EXERCISE | Please select every line of the listing below that contains the string "MultiPolygon", matching case exactly.

--- Begin GIVEN DATA ---

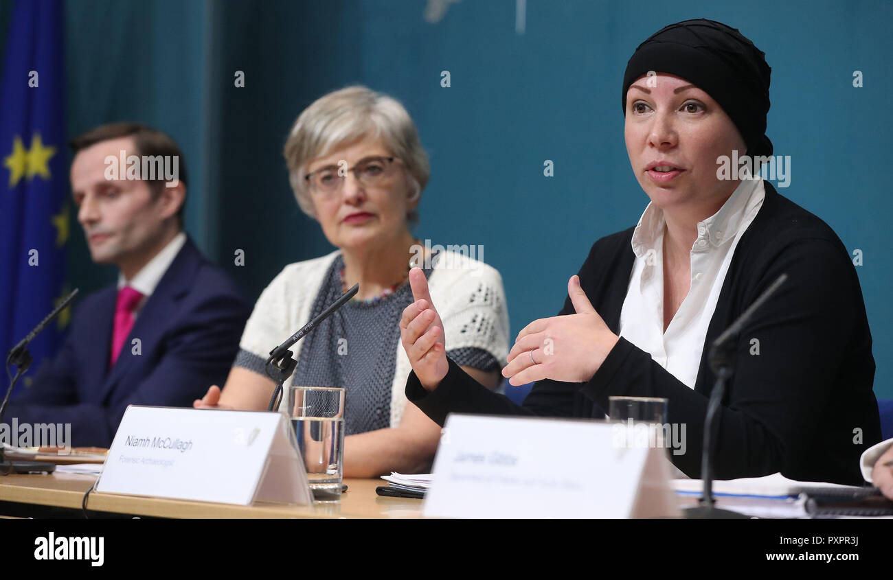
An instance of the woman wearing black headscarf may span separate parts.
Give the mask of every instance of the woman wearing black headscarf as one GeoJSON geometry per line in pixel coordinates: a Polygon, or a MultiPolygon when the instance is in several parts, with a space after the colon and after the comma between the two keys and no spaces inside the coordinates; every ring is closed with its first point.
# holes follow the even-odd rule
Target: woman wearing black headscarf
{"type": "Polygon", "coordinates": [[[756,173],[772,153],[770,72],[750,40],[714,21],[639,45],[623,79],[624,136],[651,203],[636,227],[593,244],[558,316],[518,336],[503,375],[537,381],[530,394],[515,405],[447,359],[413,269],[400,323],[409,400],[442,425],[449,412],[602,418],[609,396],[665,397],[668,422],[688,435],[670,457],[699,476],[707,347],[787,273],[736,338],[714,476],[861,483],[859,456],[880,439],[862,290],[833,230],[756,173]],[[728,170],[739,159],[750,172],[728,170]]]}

--- End GIVEN DATA ---
--- Begin GIVEN DATA ---

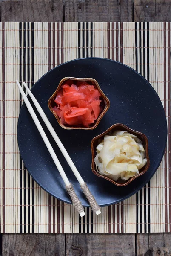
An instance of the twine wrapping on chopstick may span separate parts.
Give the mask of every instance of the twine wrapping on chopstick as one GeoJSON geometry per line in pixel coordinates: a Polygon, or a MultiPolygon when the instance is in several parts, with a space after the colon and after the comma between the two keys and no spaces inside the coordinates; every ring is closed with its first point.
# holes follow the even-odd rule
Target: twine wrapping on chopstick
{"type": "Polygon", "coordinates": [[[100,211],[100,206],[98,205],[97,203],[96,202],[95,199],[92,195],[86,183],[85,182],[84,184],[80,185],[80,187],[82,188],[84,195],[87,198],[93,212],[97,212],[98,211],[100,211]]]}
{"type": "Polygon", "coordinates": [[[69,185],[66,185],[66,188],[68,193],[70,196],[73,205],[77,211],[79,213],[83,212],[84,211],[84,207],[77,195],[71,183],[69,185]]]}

--- End GIVEN DATA ---

TASK OUTPUT |
Give the mask of every instance of the woman wearing black headscarf as one GeoJSON geometry per line in pixel coordinates: a Polygon, or a MultiPolygon when the instance is in several parts, with a space after the colon and after the comma between the two keys and no spaces inside the coordinates; every ring is closed with its first point.
Give the mask of every instance of the twine wrapping on chopstick as one GeoJSON geometry per line in pixel coordinates: a Polygon, or a MultiPolygon when the instance is in several parts, with a space after the colon and after the comma between the two keys and no spaces inside the coordinates; every ring is closed with its first point.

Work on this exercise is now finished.